◆ **Exercise prompt**: In the listing below, find the part that opens with the line containing "Keypoint placement rule: for each instance of the wet" and closes with the line containing "Keypoint placement rule: for each instance of the white paw, put". Rewrite only that part with every "thickest" changed to "widest", keep everything else the same, and leave the pictures out of your answer.

◆ ◆ ◆

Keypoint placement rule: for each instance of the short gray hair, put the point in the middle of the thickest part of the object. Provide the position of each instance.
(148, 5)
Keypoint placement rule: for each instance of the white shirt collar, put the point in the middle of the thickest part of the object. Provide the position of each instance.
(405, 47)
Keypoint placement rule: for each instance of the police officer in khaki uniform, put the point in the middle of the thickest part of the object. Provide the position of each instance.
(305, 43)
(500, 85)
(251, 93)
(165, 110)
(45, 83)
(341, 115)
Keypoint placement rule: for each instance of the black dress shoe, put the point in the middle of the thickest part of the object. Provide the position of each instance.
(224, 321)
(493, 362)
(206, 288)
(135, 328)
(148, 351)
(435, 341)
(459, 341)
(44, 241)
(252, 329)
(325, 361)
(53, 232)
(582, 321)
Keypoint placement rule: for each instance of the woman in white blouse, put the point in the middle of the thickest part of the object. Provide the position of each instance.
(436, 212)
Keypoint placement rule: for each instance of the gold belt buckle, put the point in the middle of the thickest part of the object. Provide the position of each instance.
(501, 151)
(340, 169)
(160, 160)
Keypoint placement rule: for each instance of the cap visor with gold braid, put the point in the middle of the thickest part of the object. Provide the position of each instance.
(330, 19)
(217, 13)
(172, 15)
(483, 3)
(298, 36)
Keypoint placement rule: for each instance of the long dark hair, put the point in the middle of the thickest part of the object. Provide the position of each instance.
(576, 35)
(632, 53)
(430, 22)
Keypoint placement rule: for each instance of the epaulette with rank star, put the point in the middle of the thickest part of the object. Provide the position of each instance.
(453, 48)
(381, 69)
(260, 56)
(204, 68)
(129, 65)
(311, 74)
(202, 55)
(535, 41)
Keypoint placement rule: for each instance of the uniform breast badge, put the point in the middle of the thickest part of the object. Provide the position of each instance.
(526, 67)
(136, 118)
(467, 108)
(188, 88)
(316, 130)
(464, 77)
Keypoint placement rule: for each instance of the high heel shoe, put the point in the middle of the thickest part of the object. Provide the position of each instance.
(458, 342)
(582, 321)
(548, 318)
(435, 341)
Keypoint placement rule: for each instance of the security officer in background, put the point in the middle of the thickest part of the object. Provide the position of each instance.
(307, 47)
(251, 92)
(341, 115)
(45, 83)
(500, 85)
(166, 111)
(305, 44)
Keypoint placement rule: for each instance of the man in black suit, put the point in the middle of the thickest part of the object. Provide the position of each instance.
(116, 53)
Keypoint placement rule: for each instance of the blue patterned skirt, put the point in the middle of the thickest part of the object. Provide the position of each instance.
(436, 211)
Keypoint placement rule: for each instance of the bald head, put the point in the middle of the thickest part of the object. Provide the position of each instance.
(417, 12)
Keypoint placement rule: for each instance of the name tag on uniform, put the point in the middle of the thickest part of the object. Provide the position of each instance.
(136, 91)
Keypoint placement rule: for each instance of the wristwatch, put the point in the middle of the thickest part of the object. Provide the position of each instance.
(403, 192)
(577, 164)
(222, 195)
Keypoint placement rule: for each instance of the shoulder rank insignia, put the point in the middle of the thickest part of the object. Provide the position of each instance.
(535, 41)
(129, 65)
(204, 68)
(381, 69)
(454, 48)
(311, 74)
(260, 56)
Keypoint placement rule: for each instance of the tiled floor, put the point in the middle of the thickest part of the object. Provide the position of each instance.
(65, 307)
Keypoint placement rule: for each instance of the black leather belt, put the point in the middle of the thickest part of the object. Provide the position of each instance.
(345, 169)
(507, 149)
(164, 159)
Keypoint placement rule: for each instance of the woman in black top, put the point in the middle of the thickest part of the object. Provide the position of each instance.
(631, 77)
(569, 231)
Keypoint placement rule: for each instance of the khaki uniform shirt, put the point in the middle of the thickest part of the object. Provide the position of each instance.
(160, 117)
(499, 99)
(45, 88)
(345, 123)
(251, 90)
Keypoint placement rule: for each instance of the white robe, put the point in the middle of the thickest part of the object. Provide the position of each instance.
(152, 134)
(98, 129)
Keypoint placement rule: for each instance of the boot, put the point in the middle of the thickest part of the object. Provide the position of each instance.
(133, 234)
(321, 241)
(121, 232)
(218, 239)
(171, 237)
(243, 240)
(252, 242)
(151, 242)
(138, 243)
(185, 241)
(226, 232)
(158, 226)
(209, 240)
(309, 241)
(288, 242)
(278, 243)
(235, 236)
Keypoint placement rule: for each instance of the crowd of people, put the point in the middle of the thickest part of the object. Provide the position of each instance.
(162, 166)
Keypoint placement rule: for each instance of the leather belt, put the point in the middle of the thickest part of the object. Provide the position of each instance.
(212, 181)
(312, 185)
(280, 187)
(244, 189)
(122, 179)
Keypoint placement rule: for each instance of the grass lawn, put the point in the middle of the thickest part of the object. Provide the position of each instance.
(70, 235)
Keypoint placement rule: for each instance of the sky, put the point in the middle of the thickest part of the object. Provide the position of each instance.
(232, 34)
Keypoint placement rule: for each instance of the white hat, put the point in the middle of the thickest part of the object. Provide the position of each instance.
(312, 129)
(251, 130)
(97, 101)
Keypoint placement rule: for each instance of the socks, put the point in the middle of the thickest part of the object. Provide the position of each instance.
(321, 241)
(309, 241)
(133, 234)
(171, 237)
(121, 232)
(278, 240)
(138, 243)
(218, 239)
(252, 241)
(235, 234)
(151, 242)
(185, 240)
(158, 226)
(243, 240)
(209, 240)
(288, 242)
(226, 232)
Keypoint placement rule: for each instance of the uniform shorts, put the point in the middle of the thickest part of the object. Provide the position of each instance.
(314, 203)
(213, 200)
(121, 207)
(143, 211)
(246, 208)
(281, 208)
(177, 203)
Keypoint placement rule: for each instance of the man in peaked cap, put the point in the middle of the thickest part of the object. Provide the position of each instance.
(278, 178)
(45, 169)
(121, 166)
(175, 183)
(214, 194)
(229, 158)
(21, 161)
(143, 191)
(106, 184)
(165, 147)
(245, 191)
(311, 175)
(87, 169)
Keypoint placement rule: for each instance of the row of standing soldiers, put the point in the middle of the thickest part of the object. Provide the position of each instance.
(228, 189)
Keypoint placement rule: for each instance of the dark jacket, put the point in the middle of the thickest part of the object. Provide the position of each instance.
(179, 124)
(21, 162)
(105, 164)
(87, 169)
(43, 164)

◆ ◆ ◆

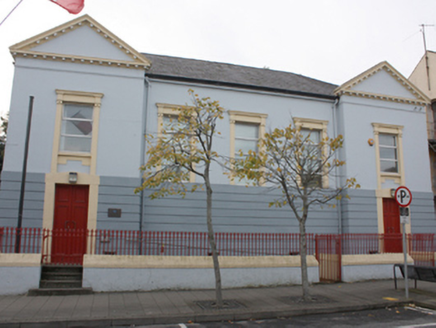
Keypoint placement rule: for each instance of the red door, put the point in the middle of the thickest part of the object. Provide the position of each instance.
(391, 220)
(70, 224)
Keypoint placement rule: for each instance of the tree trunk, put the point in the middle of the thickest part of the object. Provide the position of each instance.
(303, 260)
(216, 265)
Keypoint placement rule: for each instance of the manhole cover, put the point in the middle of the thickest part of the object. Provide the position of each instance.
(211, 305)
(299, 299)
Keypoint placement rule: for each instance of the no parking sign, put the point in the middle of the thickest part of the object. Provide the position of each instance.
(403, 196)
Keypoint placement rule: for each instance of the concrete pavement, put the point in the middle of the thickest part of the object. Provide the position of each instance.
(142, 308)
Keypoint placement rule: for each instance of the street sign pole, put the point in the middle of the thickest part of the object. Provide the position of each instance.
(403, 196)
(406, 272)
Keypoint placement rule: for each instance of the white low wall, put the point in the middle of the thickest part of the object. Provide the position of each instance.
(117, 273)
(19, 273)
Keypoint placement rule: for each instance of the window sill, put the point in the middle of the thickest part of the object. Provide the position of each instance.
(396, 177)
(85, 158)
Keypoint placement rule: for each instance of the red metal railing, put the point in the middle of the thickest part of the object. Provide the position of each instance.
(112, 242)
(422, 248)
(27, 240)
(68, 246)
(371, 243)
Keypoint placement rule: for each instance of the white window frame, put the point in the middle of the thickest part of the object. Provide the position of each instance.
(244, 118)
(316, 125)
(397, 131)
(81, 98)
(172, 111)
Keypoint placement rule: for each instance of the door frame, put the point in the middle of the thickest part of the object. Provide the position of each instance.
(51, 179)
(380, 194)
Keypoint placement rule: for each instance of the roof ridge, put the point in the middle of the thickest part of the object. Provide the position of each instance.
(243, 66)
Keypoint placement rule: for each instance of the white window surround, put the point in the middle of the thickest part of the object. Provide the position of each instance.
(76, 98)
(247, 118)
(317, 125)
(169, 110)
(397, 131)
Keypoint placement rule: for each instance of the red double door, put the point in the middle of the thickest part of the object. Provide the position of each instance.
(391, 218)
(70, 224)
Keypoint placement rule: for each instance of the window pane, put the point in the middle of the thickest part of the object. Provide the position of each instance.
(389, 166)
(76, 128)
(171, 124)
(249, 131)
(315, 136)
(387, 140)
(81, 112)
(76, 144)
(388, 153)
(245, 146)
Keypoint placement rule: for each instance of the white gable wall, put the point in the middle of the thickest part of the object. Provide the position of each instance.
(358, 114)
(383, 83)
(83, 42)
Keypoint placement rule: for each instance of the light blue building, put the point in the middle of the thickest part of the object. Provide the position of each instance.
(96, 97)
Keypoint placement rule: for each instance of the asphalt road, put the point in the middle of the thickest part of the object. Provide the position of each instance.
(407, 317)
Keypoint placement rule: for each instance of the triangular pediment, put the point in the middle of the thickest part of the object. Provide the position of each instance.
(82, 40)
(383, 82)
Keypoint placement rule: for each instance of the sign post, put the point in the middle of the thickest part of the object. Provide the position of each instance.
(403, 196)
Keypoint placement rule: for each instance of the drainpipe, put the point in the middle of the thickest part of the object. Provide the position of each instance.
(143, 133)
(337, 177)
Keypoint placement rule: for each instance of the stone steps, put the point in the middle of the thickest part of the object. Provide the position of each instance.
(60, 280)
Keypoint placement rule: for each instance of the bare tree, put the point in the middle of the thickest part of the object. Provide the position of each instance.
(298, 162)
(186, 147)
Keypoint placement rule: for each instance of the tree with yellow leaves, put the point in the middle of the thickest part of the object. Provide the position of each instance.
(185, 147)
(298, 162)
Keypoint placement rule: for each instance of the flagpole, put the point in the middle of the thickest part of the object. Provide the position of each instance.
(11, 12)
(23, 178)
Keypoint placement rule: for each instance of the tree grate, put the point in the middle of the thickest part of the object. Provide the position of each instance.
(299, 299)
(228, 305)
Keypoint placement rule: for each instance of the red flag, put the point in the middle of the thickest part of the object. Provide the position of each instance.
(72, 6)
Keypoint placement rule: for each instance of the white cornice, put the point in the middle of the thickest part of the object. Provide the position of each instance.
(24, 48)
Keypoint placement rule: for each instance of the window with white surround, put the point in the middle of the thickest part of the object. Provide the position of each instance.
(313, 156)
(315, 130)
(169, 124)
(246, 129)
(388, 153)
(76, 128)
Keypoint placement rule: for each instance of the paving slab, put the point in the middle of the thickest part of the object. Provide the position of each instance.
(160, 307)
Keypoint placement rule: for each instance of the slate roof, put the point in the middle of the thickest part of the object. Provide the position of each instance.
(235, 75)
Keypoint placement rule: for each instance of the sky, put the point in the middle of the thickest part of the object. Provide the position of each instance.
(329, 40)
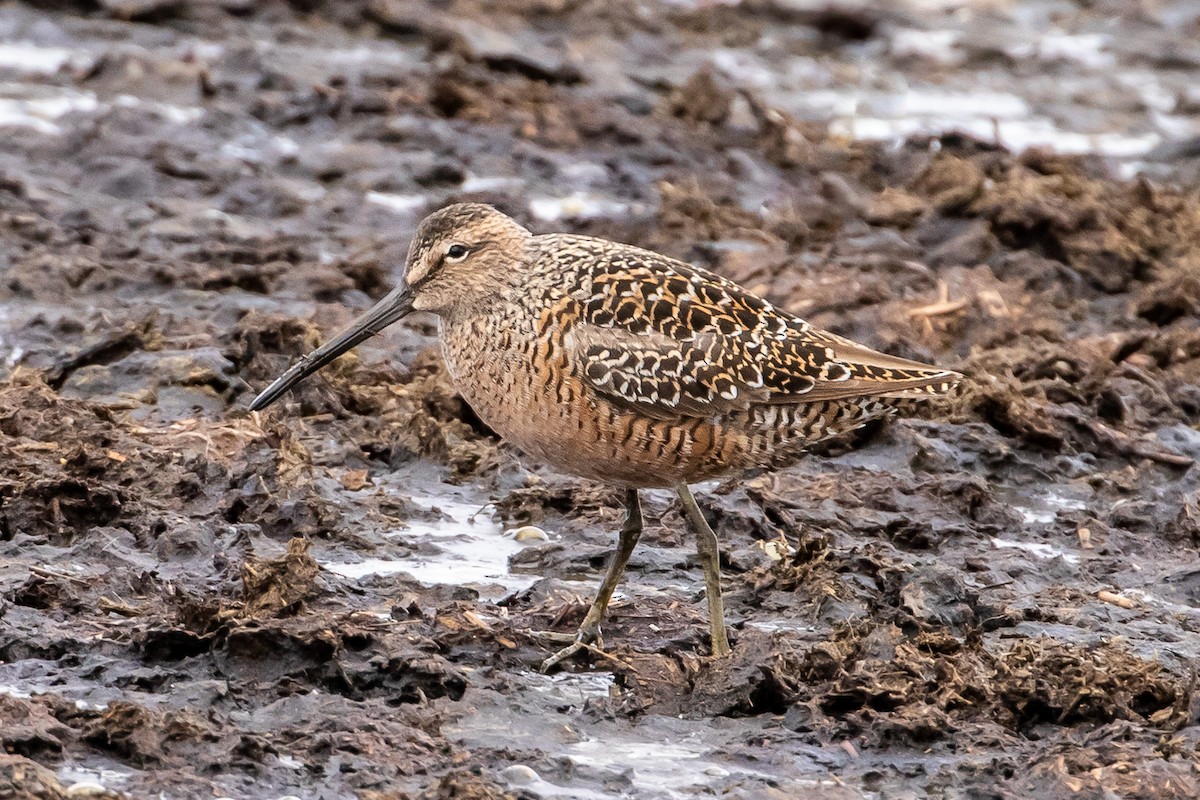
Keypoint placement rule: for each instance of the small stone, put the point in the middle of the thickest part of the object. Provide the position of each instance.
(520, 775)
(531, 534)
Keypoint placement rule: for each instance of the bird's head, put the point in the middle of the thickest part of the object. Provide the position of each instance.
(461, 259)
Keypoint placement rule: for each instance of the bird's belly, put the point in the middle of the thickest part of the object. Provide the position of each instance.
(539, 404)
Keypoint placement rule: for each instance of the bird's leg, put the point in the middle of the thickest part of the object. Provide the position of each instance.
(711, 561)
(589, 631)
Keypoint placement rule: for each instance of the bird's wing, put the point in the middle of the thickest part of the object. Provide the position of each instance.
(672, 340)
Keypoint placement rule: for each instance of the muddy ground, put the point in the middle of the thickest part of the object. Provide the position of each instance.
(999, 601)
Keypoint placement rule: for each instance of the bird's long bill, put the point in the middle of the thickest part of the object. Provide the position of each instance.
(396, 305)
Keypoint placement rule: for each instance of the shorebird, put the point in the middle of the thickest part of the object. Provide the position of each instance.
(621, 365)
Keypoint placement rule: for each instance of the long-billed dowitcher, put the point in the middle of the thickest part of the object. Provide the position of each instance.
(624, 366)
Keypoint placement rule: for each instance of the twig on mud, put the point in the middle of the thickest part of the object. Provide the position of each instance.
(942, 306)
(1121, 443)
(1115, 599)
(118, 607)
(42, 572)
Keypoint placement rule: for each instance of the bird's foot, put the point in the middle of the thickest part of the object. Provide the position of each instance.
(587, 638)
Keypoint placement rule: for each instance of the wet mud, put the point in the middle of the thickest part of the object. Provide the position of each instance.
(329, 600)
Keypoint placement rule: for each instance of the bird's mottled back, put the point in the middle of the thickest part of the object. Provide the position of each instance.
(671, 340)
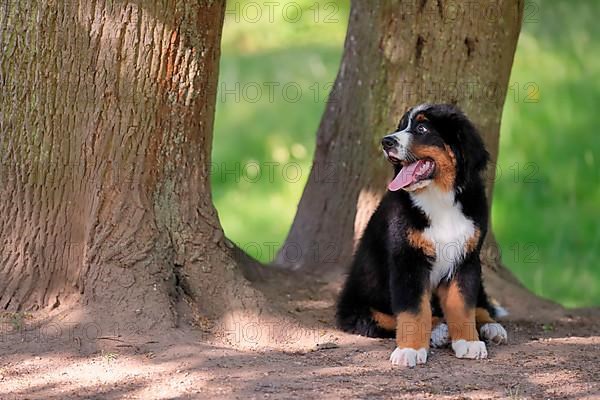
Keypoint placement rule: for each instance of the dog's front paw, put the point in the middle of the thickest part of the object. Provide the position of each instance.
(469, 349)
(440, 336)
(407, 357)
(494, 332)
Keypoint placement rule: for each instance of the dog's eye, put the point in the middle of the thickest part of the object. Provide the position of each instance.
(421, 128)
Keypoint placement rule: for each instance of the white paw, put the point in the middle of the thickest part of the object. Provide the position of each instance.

◆ ◆ ◆

◆ **Result of the exercise**:
Keypoint placement rule: for each instance of the wet mud, put the point in the middle of the widest part of the object. Provide the position of each instance.
(329, 600)
Keypoint placement rule: for each instance of the bird's mottled back, put the point in the middle of the widest part of the object. Provide the position of each instance.
(671, 340)
Keypoint placement rule: for each instance of the dog's front paw, put the point in the middle of the widest part of the object. Provide the position of each instance.
(469, 349)
(440, 336)
(407, 357)
(494, 332)
Keypoint placement rule: for each instance of the dog's eye, put the point in the middle of the widest part of the object. Provide the position of each instance.
(421, 128)
Keypoint placement rule: for each instance of the white paw, put the point in the middle of the widest part of the object. Provide the position of each instance.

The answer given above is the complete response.